• [DOCUMENT]
The Bhangi Misl (Punjabi pronunciation: [pə̃˨ŋɡiː mɪsəl]) was a large and powerful Sikh Misl headquartered in Amritsar. It was founded in the early 18th century by Sardar Chhajja Singh Dhillon, who was baptised by Banda Singh Bahadur. The misl received its name "Bhangi" because Chhajja Singh and his soldiers frequently used the herbal intoxicant bhang (drink made from cannabis sativa). It was a first misl to established a Khalsa Raj and publish Khalsa currency coins. The Bhangi Kingdom/Misl was founded by Dhillon Jats.

List of Sardars (Chiefs) 

 Chhajja Singh Bhangi
 Bhima (Bhuma) Singh
 Hari Singh
 Jhanda Singh
 Ganda Singh
 Charhat Singh Dhillon (died nearly immediately)

• [EXTRACTED RECORDS]

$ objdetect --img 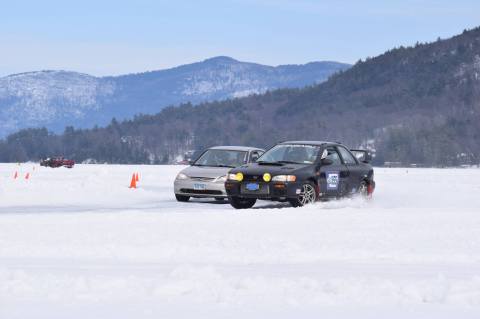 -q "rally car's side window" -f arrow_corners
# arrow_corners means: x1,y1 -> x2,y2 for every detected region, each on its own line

---

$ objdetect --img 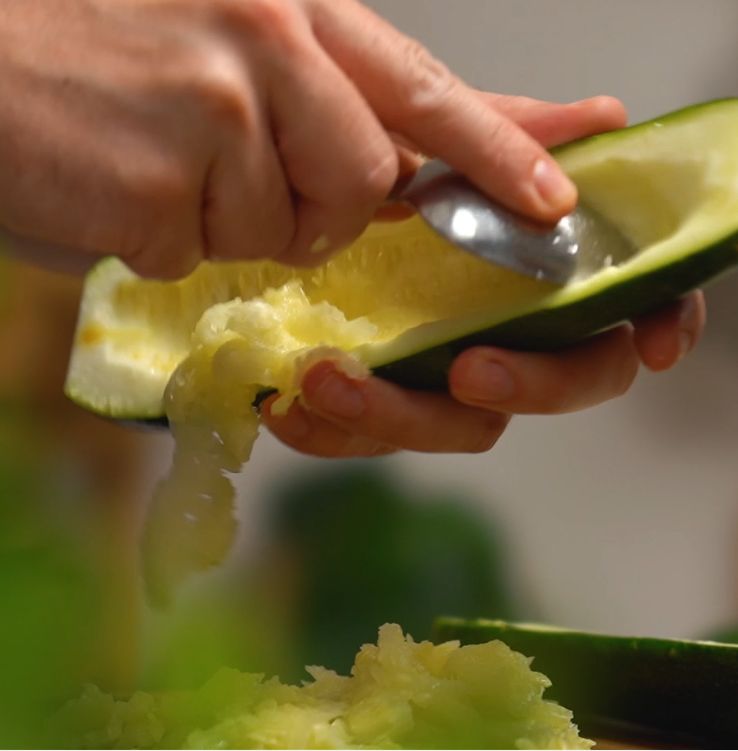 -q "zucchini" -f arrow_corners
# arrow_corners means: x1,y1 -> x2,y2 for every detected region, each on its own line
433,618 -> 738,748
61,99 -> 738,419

• [THE PROBLEM] Continue the article on the Bhangi Misl, starting right after its last line.

• [ANSWER BELOW]
 Desu Singh Dhillon
 Gulab Singh Dhillon
 Gurdit Singh Dhillon

Expanse of Bhangi Misl
It grew in strength and territory to cover an area from Gujrat to Multan and emerged as the strongest power in the western Punjab region. However, deaths among the leadership during the late 1760s reduced the Misl's power. On 16 April 1765, the Bhangi sardars Gujjar Singh and Lehna Singh Kahlon, allied with Sobha Singh of the Kanhaiya Misl, conquered Lahore. They did not plunder the city as it was the birthplace of Guru Ram Das, the fourth Sikh guru.

Decline of power
The Bhangi misl engaged in numerous power struggles with the Sukerchakia Misl until they were severely weakened at the Battle of Basin and the loss of Lahore to Ranjit Singh in 1799.

Bhangi Misl held the possession of Zamzama, the famous cannon, which was at the time named Bhangi Toap, Bhangianwala Toap and Bhangian di Top, names it retains to this day.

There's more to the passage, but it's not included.